*** Exercise input ***

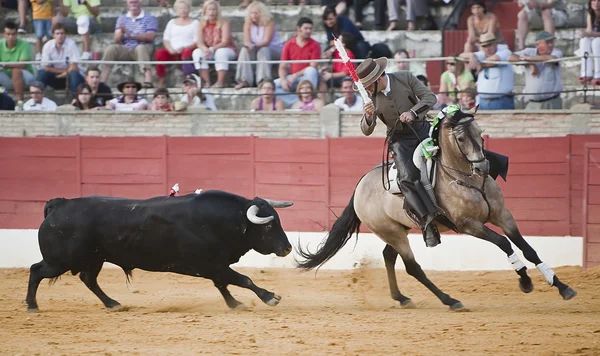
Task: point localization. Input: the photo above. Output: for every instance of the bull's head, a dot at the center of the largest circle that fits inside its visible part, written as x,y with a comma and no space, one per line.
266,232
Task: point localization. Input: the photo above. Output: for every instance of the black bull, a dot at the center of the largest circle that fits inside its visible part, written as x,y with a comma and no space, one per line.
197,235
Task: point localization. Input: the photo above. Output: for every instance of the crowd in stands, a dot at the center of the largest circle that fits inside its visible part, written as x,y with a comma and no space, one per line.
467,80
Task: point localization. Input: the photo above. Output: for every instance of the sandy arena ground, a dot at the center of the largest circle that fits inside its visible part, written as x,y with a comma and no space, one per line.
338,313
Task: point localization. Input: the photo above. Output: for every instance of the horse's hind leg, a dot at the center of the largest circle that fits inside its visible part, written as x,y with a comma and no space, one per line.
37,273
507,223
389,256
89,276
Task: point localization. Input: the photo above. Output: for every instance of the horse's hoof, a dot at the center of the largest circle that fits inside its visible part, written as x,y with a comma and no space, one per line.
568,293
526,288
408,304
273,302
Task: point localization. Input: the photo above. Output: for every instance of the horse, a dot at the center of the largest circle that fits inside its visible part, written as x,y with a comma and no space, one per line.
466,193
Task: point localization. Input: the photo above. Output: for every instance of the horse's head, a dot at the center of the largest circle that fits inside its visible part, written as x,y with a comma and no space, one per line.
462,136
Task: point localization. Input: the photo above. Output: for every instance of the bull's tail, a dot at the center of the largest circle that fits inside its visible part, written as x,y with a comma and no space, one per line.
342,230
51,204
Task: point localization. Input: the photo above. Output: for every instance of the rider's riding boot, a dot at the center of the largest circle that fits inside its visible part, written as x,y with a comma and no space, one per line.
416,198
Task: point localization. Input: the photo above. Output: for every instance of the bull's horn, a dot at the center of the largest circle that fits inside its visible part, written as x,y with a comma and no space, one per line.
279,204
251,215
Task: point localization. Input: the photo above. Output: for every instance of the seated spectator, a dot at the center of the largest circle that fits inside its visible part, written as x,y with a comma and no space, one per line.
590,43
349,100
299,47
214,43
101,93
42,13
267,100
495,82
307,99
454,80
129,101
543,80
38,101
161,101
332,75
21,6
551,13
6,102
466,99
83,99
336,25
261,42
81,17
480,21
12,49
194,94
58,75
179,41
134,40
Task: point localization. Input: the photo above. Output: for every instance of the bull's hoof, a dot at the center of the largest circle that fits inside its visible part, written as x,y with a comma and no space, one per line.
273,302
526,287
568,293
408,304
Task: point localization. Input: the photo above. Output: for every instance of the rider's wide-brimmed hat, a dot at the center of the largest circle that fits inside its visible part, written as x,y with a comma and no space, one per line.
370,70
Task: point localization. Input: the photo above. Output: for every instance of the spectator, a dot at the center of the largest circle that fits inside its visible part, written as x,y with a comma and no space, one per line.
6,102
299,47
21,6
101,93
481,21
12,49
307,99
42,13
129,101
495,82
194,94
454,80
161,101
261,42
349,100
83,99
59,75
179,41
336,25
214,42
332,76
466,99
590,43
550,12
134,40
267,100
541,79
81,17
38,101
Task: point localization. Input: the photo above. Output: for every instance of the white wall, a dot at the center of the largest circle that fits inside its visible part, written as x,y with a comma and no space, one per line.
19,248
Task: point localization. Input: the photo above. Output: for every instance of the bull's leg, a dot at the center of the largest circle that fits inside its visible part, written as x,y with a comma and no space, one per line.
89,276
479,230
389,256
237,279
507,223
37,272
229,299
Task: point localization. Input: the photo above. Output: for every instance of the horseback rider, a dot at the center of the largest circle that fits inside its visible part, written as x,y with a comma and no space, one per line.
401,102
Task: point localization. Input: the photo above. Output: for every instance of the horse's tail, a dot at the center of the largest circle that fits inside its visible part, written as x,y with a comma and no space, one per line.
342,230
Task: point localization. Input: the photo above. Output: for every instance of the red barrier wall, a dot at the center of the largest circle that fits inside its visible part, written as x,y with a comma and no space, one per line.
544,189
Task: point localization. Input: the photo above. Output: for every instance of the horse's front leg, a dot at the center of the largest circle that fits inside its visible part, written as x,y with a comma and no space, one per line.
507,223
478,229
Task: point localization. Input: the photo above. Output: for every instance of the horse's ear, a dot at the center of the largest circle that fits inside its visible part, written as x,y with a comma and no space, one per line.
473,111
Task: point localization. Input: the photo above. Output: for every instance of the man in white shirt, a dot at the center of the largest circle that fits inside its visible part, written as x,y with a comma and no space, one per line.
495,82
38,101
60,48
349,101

*** End of Exercise input ***

Copy all the lines of data exactly as they appear, dropping any images.

Task: point localization. Input: the photo above. Output: for every instance of the bull's head, a dot at the center of the largest circle that fits inside its visible part, written as x,y with a comma and no space, one per line.
266,232
Task: point localization. Input: the photo above. Output: for every instance of the black bull, a dot at the center of the largest circle that fits inside its visible part, written as x,y with a comma and no space, one per line.
197,235
Task: point localization. Input: the photo above. Output: for every instance of the crowd in stands, a dot at the center of the largest circle that fits inside its visible part, written as x,y with a comma and no space, one per line.
467,80
Task: point localization. Input: the photo above. Output: for every instance of the sandy arena ground, a dot at the center of the largest circle that fits inside its visible part, written as x,y with a comma and no space, one per line.
338,313
Task: point localization. Input: the photo above. Output: for every instance of the horse's hind leg, a dot at the center of the largest circle that fits inside its visible part, written as x,y with a comma and no space, one per line.
37,273
507,223
389,256
89,276
Task: point localization. Input: the photo above. Output: for every instance of the horse's hoof, a dot at the center of the largest circle that fits inside its visible part, written as x,y with a comma and no space, one per line.
568,293
526,288
408,304
273,302
Task: point localization. Input: the photo above. Output: for every instance of the horse, a dot at the center of the largest circle that fits inside its visible part, written as x,y with a comma and no space, one per line.
466,193
Task: point localization. Input: the photo above. Output: for every instance of the horse's head, a dot at the center of the largest circle that fits inside its visible part, written as x,y with a comma and no space, one per line.
462,136
Task: point localization. Input: the photo above. Output: for every instance of the bull's tail, a dot at the center of the largest circle that fits inside its visible part, written as x,y with a comma and no space, one per line.
342,230
51,204
Task: point localization. Input: the photo above. Output: for every instance of the rider's riding boot, a dot at the center of the largest circle that fits inside its visible part, written as x,y with a comma and no space, one per line.
416,198
Task: point localization. Input: the photo above. Output: for every instance of the bull's horn, a dot at the center of the largest circle that fits inside its visible part, written as x,y with a comma and no space, one per line.
279,204
251,215
Task: point localization. Input: the photo above. Output: for every instance of the seated spectator, a dot at the center of the largest circle that fits inside its visible part, written as x,y with a comma and no space, one per line.
590,43
349,100
299,47
214,43
101,93
42,13
267,100
495,82
307,99
454,80
129,101
543,80
38,101
161,101
332,75
21,6
551,13
6,102
466,99
83,99
336,25
261,42
81,17
480,21
12,49
194,94
58,75
179,41
134,40
Task: point localization. Input: the photo above. Output: for every instance of the bull's hoof, a dot at the center of the largest circle that fits inside its visible part, written as x,y with a comma and no space, one per line.
273,302
526,287
568,293
408,304
Task: point localization. Input: the photo above. Output: for every instance of the rider's wide-brimmed hat, a dot at the center of the largest circle that fits inside its visible part, written as x,y with a comma and no space, one per line.
370,70
Task: point localization. Input: the photo above. Output: for every instance of the spectator, a dot at the center of the largest circle that fits inside its visible part, written as x,y with a comma and no space, one per line.
6,102
299,47
21,6
101,93
481,21
12,49
307,99
42,13
129,101
495,82
194,94
454,80
161,101
261,42
349,100
83,99
59,75
179,41
336,25
214,42
332,76
466,99
590,43
550,12
134,40
267,100
541,79
81,17
38,101
Task: point localization. Input: the photo above. Output: for every instance of the white wall, a dot at the center of the largest circle that fits inside its visible part, written as x,y with a comma and no space, one per line.
19,248
Task: point localization. Input: the photo above. Output: for every instance of the bull's leg, a dot at the center of the largest circle that fits inside its visible part, written as x,y with a comma and no space, one per line.
89,276
479,230
389,256
237,279
507,223
37,272
229,299
Task: point localization. Input: the photo above. Output: for every instance of the horseback rider, a dot at the center of the largest circle that fits inside its visible part, written as x,y with a comma and no space, one per line.
401,102
Task: point localization. Input: the photo above. Output: for every instance of the horse's tail, a dot at the center of the largest circle that fits inside its visible part, written as x,y with a comma and no space, one per line.
342,230
Task: point localization. Input: the photo above. Output: for every instance of the red barrier wall, a dot at the center of the largest circle that fits inside its visible part, written as x,y with a comma and no space, one per line.
544,189
Task: point localization. Input: the photo above. Output: for every instance of the horse's front leg, a dot at the center of the largest circle that fits inside its visible part, written as x,y with a comma and no space, one per line.
507,223
478,229
Task: point localization. Input: the photo above. Output: for every instance of the horse's ear, a dot at the center of the largest circle that fits inside its visible part, written as x,y with a comma and no space, one per line.
473,111
Task: point localization. Input: the photo above. Output: for every instance of the man in white shirt, a dot at the center of the largest circle that fits inside its visible part, written as x,y with a comma and no space, one per line.
495,82
38,101
60,48
349,101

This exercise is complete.